RECORDS FOR PROCESSING ▸
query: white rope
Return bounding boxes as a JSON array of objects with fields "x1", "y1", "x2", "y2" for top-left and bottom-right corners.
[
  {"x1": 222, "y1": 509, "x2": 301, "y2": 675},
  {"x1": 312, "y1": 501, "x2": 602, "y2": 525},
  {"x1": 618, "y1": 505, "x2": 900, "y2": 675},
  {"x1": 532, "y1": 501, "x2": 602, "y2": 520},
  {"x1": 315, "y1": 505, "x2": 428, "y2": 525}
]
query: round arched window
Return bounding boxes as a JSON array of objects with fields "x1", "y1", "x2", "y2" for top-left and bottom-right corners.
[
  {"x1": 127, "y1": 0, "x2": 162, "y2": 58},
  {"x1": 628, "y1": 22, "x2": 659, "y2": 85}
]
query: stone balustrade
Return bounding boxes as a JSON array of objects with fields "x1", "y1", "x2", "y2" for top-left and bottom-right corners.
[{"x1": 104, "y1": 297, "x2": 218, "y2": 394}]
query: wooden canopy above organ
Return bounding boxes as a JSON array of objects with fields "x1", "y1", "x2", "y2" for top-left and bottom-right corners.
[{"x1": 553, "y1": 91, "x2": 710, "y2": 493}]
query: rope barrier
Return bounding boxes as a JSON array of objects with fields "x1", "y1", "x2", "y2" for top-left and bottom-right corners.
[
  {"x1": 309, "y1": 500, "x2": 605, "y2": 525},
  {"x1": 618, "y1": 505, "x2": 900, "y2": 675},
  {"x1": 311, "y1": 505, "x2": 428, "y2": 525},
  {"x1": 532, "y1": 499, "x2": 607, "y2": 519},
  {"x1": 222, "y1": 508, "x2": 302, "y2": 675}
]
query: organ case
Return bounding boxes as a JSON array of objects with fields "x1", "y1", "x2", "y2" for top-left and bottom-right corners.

DIRECTIONS FOR THIS TASK ▸
Tally how many lines of the listing above include the string "organ", and report that figure by itself.

TASK RESPONSE ▸
2